SOURCE DOCUMENT:
------------------------------

Matching paths to graph using branch & bound

Question

I am working on an approximate matching problem, where I have a set of paths in an unknown graph (A) and a partial graph (B), where B is incrementally generated and growing.

The problem is to match the edges in the paths to the graph B, while preserving the ordering of edges across the paths & graph. In my problem, the graph nodes are immaterial and the edges have non-unique labels upon which matching is performed. Also, the paths to be matched can have arbitrary edges added/deleted while matching is to the graph B. If I am not satisfied with the current solution, I can query an oracle, that gives me a more complete (bigger) graph (that's what I mean by growing) but I want to minimize the queries as the graph can potentially be infinite.

Answer 1

I tried to lookup standard solutions from assignment and graph isomorphism but didn’t find anything similar. So, here is a solution I came up with:

1. I am using a branch and bound algorithm to match every edge in the paths to every edge in the graph (M X N table). For each possible assignment, I am keeping track of which other assignments are possible containing with the particular assignment
2. The bounding condition (& feasibility) is defined by the same ordering of the edges in the graph as it is in the paths. Also, two paths cannot be mapped such that they violate each others ordering.

------------------------------

INFORMATION SUPPLIED:
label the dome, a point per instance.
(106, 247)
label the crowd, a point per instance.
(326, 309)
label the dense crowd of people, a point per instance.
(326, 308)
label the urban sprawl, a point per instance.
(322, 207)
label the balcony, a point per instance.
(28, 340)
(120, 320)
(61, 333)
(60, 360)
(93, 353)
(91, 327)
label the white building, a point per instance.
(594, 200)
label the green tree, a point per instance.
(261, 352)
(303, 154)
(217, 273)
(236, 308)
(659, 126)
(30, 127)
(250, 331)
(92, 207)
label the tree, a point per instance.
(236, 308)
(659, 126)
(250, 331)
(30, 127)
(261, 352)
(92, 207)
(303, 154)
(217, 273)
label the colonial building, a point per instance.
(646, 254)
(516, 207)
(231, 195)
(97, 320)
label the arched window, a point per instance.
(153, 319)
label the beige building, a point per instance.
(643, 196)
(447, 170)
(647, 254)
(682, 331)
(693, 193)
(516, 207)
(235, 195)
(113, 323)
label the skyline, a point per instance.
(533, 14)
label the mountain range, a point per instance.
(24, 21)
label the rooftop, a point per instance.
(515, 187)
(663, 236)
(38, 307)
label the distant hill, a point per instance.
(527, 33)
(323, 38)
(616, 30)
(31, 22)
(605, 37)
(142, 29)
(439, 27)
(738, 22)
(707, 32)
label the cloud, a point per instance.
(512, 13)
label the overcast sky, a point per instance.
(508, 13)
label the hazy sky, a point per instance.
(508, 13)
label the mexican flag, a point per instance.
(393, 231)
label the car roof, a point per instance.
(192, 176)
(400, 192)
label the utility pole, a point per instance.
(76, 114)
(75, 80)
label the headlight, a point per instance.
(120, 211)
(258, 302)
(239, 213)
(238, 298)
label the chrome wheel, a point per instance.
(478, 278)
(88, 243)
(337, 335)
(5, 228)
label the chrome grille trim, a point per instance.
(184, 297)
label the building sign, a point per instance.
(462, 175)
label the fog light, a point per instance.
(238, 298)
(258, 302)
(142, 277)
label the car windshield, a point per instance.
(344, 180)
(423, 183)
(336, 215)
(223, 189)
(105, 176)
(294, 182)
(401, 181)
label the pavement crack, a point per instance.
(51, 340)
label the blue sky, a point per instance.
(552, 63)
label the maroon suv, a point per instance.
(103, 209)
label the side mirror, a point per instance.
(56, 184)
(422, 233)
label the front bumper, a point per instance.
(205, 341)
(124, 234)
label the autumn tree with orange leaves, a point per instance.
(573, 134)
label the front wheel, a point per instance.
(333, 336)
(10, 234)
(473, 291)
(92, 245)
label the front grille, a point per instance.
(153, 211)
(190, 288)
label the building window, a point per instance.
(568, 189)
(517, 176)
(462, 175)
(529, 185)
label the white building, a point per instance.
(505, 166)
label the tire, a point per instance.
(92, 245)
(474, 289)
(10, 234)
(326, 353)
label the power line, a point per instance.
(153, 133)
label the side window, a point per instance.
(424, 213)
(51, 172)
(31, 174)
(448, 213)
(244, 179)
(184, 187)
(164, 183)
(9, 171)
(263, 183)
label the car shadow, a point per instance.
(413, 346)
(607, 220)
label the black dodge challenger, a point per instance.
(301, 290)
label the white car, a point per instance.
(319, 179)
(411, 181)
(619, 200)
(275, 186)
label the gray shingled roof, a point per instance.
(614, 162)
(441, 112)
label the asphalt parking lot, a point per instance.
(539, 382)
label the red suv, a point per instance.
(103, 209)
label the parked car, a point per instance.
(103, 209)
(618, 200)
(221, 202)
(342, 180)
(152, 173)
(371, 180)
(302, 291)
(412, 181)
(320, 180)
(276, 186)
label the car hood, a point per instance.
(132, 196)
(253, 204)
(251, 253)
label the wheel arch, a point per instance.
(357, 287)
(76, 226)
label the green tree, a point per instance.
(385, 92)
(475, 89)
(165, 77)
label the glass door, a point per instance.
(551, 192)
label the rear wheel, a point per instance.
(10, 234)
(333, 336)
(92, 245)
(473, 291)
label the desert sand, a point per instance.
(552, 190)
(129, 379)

------------------------------

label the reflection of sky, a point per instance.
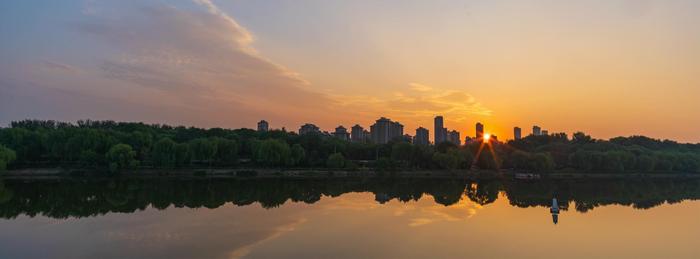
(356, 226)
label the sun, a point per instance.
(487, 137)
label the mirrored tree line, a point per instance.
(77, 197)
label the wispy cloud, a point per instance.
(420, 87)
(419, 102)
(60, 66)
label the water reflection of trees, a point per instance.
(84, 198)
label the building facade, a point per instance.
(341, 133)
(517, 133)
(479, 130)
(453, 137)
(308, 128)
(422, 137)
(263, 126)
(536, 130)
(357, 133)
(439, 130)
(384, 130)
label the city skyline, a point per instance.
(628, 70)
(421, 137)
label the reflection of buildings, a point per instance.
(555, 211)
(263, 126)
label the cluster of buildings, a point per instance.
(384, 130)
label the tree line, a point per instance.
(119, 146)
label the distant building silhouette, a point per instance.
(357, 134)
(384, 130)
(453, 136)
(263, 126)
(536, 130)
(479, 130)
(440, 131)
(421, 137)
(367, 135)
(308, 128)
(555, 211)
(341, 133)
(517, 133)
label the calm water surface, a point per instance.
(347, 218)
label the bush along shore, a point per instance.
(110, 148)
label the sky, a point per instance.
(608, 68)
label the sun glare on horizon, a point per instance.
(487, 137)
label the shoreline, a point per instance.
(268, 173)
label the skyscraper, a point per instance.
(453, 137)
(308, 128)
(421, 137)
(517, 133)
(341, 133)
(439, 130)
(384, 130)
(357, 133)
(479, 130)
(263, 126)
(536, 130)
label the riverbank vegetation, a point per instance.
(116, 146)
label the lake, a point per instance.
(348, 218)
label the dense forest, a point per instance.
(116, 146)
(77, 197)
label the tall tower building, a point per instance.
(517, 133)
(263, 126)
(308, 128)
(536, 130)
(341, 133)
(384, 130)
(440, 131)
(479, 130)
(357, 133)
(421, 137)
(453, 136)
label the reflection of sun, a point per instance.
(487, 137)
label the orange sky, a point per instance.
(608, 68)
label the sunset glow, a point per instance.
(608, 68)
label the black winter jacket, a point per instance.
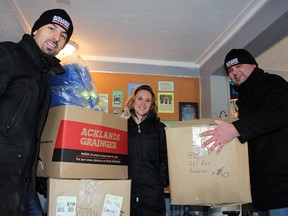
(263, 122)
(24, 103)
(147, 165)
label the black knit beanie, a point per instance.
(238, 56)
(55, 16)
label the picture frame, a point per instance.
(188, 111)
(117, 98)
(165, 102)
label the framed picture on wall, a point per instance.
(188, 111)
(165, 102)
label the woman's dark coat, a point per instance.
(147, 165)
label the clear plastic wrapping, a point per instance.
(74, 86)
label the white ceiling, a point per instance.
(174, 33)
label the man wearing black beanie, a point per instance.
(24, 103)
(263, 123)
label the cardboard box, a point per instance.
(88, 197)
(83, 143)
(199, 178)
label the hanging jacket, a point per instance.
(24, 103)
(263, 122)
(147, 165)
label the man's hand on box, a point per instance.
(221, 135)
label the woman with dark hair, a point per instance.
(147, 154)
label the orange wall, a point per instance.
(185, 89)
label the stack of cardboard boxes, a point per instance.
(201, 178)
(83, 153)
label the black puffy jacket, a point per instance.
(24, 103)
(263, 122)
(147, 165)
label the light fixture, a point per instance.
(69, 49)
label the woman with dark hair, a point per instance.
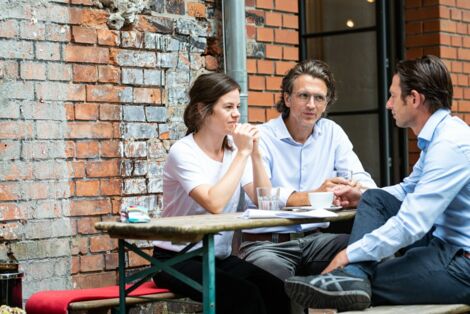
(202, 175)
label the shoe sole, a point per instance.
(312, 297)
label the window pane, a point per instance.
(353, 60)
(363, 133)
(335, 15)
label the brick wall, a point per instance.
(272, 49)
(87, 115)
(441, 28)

------------------------------

WHAT THIS EXERCISE ASKS:
1. Check each statement against the thread on matching paths to a graph and answer yes or no, quoting the words of the thread that decide it: (a) Graph B is incrementally generated and keeps growing. (b) The edges in the problem carry unique labels. (c) The proposed solution uses a branch and bound algorithm over an M X N table.
2. Carry on the thread on matching paths to a graph from the point where it stops.
None of the lines are needed.

IN RESPONSE:
1.
(a) Yes: "B is incrementally generated and growing"
(b) No: "the edges have non-unique labels upon which matching is performed"
(c) Yes: "I am using a branch and bound algorithm to match every edge in the paths to every edge in the graph (M X N table)"

2.
3. If we are not happy with this solution, we can query the oracle, get a bigger graph and repeat 1 & 2. Otherwise, the technique outputs the possible edge mappings.

I am not sure if my solution still falls under branch & bound algorithms, as it no longer follows the standard branch & bound tree structure. Also, it would be great if anyone can point out optimizations or a better way to do this.

Note: At every iteration, N changes and the table grows horizontally. The biggest inefficiency is in step #2, which needs to be recomputed at every stage for safety (e.g., a loop being added in the graph invalidates previous solutions)